• _Task instructions_
Below are records that must be duplicated exactly.

• _Data provided_
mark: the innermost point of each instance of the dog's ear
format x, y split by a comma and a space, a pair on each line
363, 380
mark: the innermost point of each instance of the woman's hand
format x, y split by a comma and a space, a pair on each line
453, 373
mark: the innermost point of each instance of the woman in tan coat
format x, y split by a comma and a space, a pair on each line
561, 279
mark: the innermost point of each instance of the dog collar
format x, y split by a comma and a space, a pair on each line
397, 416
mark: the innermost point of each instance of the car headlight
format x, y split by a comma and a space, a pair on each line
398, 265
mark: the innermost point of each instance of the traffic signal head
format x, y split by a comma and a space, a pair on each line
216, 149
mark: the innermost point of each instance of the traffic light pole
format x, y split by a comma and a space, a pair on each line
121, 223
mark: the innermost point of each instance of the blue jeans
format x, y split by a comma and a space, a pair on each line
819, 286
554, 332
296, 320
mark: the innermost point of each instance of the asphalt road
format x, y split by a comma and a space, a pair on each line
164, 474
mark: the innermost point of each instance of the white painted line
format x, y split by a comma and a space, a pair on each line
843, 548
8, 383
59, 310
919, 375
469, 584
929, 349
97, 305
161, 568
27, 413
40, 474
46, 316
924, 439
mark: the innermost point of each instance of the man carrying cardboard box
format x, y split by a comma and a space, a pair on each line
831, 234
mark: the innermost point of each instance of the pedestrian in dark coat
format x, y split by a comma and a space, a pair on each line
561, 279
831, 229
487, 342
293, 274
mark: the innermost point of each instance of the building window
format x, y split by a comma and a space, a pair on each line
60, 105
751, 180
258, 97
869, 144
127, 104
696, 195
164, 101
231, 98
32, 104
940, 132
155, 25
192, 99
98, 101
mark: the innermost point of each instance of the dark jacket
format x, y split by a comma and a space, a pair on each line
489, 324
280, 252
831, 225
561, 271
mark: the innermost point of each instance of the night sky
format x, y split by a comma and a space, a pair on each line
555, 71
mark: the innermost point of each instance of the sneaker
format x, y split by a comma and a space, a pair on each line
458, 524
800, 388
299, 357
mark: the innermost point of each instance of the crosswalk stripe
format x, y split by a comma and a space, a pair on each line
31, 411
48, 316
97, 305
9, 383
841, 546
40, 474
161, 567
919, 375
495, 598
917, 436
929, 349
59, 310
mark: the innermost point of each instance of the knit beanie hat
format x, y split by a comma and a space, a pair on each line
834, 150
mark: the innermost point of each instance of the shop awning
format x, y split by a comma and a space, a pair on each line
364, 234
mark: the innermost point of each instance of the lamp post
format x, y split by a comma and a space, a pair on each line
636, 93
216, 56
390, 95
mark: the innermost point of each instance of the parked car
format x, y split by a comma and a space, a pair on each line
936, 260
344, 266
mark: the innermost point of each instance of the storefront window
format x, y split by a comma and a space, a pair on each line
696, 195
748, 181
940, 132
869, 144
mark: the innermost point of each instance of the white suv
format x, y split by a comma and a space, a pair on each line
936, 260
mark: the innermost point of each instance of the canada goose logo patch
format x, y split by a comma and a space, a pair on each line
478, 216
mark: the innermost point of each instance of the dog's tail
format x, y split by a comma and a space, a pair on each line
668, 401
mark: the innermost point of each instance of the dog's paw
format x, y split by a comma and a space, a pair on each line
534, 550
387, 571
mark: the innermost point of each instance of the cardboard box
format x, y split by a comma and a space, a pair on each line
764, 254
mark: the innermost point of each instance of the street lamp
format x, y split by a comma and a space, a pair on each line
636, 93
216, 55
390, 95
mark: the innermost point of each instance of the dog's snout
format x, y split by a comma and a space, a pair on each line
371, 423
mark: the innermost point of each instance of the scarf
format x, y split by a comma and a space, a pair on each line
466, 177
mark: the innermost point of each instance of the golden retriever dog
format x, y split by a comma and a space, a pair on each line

• _Answer section_
mark: the innermost point of each instance of the dog's ear
format x, y split by a comma and a space, a pair on each line
363, 380
mark: the innermost point of each instance of the woman's hand
format x, y split by a comma and a space, a pair on each line
453, 373
mark: the innermost point of each instance of the woman in tan coat
format x, y split by a comma and a space, a pair on each line
561, 279
mark: the innermost point of each instance of the dog collar
format x, y split by a comma and a space, a pair on each line
397, 416
mark: the innermost point of each instance of the car headlight
format x, y split by a comma and a space, a pair on each line
398, 265
mark: the innermost point of each instance of the traffic signal head
format x, y split by a comma and a space, a pair on each line
216, 149
mark: the innermost point of each instance of the traffic light pole
format x, y split by a comma and a space, a pair on each line
121, 223
mark: the innermost point of each instance of the blue jeans
format x, y split by a comma and a space, a pair on each line
819, 286
554, 332
296, 320
mark: the innermost point of each instance of the asphalt road
format x, y split by a comma and a space, a pair on each line
164, 474
mark: the innermost point of each instance of the white painted line
format x, y split by a comma and a space, a pair on each line
843, 548
8, 383
59, 310
919, 375
469, 584
929, 349
97, 305
161, 568
27, 413
40, 474
46, 316
924, 439
mark: the innermost point of each instance of the man carrying cardboard box
format x, y split by a comma and a space, a pair on each line
831, 234
mark: the innermost point of each instance of the pedestrian in dark coat
format x, y split by a comma and a space, a pair on each line
561, 279
831, 229
487, 342
293, 274
mark: the innermost point of each instance of the building window
format x, y split by a comma and a space, a pair on each line
60, 105
751, 180
258, 97
869, 144
127, 104
696, 195
164, 101
231, 98
32, 104
940, 132
155, 25
192, 99
98, 101
mark: the innermost point of each instance of the dark jacket
format x, y split by a comma and a space, a pair on each line
489, 324
280, 252
831, 225
561, 271
mark: the innermost point of each instance of the night sky
format x, y split by a comma and a space, a pair on each line
555, 71
mark: the innermost point of each instance of the sneaker
format x, y split by a comma and a space, a pair on each line
458, 524
800, 388
299, 357
mark: the innermost point of each instance of the crosswalk stripe
format x, y split by a comma and a space, a pair on each line
31, 411
48, 316
97, 305
9, 383
841, 546
40, 474
161, 567
919, 375
495, 598
917, 436
929, 349
59, 310
mark: the innermost point of each instance of the knit beanie hat
format x, y split by a comma and a space, a pair on each line
834, 150
mark: the innermost point of each instance of the shop awning
format x, y split by a comma and a space, a pair on each line
364, 234
mark: the innermost point of each instance of the lamp post
format x, y split by a comma and a space, a pair on each line
636, 93
216, 56
390, 95
mark: the innermost point of each instance of the parked car
format x, y split by a comma and a space, a pair on each line
936, 260
344, 266
mark: the innermost point of each instance of the storefront window
format x, y split by a comma and a space, a pair on each line
696, 195
748, 181
940, 132
869, 144
mark: the innermost point of each instance of the white suv
format x, y split by a comma and a space, a pair on each line
936, 260
mark: the innermost point of each instance of the canada goose logo patch
format x, y split by a comma and a space, a pair on each line
478, 216
mark: the innermost point of each instance of the dog's tail
format x, y split by a comma and a space, a pair on each line
668, 401
mark: the innermost point of each instance of the dog's paw
format x, y split by a comma and a space, a pair on each line
534, 550
387, 571
mark: the innermost point of each instance of the cardboard box
format x, y split by a comma and a space, a pair on each line
764, 254
mark: the innermost point of each instance of the street lamp
format x, y split by a comma and a space, a pair on each line
636, 93
216, 55
390, 95
mark: the innermost point of each instance of the dog's snout
format x, y split by a comma and a space, a pair on each line
371, 423
mark: the innermost point of each instance of the scarf
format x, y split by a comma and a space, a pair on each line
466, 177
mark: the innermost point of each instance of the golden retriever dog
format x, y split by a comma and a space, a pair on each line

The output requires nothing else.